=== Exercise description ===
Reproduce verbatim the lines of the listing below, beginning with the line containing "of the dense" and continuing through the line containing "POLYGON ((0 83, 10", both included.

=== Exercise materials ===
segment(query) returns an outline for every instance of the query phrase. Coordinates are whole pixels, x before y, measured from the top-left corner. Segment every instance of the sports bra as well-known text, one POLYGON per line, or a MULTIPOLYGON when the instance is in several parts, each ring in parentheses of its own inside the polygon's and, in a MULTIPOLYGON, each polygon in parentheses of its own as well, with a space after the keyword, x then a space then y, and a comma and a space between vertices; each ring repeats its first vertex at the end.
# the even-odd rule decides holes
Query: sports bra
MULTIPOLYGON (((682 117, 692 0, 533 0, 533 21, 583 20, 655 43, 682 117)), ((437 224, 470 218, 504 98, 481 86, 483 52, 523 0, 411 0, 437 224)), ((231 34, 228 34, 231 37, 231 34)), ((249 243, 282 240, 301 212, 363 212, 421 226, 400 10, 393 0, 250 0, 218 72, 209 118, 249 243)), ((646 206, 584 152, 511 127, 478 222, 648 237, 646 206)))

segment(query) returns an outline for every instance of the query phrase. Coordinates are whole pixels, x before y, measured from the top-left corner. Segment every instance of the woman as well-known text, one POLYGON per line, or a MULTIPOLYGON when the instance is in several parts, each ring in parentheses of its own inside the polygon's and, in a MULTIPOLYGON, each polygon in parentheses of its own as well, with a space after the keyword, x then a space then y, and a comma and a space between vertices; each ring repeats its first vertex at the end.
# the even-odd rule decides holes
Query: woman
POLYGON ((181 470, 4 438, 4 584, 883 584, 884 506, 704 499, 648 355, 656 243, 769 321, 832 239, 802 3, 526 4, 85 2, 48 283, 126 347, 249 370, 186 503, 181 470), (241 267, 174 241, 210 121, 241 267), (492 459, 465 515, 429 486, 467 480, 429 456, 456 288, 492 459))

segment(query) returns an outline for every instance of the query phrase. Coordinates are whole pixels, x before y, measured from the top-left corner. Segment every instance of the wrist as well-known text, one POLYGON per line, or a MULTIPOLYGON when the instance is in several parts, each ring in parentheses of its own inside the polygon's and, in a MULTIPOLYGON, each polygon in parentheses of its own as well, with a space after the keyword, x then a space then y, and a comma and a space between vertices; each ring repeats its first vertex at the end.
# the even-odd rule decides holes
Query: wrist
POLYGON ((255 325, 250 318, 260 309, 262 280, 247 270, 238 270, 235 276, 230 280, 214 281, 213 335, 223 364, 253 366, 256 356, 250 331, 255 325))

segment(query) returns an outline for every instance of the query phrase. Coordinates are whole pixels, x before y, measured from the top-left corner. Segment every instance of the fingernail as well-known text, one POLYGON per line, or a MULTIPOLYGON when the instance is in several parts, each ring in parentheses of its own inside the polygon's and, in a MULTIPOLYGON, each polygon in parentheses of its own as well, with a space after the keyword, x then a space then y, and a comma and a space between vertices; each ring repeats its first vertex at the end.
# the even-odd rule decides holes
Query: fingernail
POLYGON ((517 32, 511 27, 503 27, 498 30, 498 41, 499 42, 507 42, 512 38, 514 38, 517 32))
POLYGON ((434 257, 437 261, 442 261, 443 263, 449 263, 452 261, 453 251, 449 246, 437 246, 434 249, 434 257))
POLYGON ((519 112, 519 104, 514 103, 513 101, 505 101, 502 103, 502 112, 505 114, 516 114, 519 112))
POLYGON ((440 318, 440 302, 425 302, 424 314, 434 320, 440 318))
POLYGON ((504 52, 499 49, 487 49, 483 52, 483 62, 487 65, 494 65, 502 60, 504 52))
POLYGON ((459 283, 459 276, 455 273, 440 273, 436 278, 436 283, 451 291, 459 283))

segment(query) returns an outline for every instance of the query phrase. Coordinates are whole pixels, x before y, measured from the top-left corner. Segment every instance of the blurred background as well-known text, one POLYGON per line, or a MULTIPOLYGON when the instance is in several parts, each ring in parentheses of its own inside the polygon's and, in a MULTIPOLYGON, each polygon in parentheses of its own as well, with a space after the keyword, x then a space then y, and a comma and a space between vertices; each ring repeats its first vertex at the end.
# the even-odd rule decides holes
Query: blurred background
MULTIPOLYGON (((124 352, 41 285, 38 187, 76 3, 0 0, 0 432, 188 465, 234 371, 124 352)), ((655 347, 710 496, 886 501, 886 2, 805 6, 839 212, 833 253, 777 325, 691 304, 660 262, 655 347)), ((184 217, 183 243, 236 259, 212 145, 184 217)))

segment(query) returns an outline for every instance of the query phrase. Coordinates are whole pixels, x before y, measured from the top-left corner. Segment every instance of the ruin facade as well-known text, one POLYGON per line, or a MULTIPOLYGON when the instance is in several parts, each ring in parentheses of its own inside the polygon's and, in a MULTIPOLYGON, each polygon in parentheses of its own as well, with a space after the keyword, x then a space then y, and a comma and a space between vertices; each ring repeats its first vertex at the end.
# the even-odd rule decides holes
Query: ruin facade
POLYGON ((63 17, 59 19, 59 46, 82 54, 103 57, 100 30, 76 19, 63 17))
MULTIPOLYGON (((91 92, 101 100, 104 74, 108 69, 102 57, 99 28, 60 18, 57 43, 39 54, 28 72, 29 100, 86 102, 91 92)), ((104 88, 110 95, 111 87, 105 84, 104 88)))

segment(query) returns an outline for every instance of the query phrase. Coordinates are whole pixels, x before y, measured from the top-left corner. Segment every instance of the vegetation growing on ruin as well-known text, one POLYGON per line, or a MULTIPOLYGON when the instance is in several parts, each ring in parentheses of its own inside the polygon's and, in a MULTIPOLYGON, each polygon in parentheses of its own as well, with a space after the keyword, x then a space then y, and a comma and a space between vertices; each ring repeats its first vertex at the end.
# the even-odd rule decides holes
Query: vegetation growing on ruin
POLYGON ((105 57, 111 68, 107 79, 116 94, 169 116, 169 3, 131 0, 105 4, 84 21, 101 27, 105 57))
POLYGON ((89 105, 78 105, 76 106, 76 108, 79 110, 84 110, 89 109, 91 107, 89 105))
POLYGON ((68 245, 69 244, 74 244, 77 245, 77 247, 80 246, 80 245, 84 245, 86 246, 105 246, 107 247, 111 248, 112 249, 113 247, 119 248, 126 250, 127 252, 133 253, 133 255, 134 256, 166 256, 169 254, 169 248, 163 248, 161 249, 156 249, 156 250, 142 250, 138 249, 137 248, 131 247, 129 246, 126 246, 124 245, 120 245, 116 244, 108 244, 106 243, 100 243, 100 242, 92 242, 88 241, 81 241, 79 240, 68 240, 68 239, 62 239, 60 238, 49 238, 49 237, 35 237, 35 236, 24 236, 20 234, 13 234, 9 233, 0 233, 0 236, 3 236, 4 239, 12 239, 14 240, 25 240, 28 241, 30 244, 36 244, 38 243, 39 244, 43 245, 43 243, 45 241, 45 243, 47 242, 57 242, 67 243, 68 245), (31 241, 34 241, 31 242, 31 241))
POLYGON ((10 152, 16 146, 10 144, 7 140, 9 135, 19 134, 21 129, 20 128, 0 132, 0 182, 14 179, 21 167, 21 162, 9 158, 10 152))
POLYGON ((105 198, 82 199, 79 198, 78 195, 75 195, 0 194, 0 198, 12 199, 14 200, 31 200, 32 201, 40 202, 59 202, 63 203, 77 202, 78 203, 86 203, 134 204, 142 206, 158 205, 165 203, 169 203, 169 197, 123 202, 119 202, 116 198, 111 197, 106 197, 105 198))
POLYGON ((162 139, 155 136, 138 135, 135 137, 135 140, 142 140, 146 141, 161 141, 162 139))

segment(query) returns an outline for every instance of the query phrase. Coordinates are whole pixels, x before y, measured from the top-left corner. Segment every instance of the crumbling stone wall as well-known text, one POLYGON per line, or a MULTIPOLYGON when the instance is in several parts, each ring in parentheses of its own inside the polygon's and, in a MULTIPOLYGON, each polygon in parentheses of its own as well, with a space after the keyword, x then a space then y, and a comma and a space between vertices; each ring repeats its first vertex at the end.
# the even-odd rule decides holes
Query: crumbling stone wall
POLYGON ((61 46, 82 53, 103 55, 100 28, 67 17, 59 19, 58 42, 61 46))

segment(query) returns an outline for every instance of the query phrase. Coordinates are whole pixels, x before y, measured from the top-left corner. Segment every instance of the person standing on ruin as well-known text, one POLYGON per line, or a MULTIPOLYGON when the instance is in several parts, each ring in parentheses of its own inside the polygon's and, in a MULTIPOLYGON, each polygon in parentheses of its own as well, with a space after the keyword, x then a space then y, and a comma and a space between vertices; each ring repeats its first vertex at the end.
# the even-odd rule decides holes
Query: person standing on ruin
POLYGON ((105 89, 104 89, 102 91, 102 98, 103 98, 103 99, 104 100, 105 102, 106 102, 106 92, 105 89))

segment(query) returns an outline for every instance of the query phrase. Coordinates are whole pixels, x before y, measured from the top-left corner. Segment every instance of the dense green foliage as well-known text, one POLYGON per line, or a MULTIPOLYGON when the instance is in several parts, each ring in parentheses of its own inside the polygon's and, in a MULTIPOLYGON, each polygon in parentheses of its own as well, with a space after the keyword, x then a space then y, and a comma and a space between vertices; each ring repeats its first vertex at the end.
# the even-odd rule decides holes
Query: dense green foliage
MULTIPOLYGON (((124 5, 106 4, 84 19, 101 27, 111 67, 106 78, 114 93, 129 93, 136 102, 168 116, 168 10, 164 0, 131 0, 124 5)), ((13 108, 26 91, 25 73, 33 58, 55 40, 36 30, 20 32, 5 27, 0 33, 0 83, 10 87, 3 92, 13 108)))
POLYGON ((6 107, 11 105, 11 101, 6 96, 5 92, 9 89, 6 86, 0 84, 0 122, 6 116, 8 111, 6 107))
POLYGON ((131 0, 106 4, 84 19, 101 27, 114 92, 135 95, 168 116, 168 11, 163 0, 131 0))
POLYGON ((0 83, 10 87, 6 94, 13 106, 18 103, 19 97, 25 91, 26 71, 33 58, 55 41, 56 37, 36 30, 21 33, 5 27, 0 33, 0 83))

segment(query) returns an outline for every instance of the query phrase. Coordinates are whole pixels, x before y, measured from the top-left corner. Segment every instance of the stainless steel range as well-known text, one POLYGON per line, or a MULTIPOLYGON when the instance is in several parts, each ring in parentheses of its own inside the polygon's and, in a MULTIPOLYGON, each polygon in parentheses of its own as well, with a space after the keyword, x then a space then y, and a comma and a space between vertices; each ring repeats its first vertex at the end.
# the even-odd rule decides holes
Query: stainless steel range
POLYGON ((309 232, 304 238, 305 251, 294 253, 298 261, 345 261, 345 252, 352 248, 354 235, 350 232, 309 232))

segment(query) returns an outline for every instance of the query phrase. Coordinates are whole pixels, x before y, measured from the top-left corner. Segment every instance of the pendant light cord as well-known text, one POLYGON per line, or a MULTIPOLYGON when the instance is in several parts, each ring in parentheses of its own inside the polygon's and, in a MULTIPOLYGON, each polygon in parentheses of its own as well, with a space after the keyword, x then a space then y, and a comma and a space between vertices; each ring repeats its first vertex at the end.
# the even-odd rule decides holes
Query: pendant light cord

=== Solved exercise ===
segment(query) returns an outline for every instance of the query phrase. Coordinates are whole pixels, x before y, measured from the top-left corner. Segment every instance of the dense green foliage as well-known text, one POLYGON per line, or a MULTIPOLYGON when the instance is in several parts, each ring in parentheses of its own inside the polygon's and, in a MULTIPOLYGON, each polygon in parentheses of its own as well, with a space after the keyword, x then a space then y, and a comma and a space between vertices; each ring repeats its first vertex at the end.
# the even-odd rule decides holes
Query: dense green foliage
MULTIPOLYGON (((124 5, 106 4, 84 19, 101 27, 111 67, 106 78, 114 93, 129 93, 136 102, 168 116, 168 10, 164 0, 131 0, 124 5)), ((13 108, 26 91, 25 73, 33 58, 55 40, 36 30, 20 32, 5 27, 0 33, 0 83, 10 87, 3 92, 13 108)))
POLYGON ((6 107, 11 105, 11 101, 6 96, 5 92, 9 89, 6 86, 0 84, 0 122, 6 116, 8 111, 6 107))
POLYGON ((131 0, 106 4, 84 19, 101 27, 114 92, 135 95, 168 116, 168 11, 163 0, 131 0))
POLYGON ((0 83, 10 87, 6 94, 13 106, 18 103, 19 97, 25 91, 26 71, 33 58, 55 41, 56 37, 36 30, 21 33, 5 27, 0 33, 0 83))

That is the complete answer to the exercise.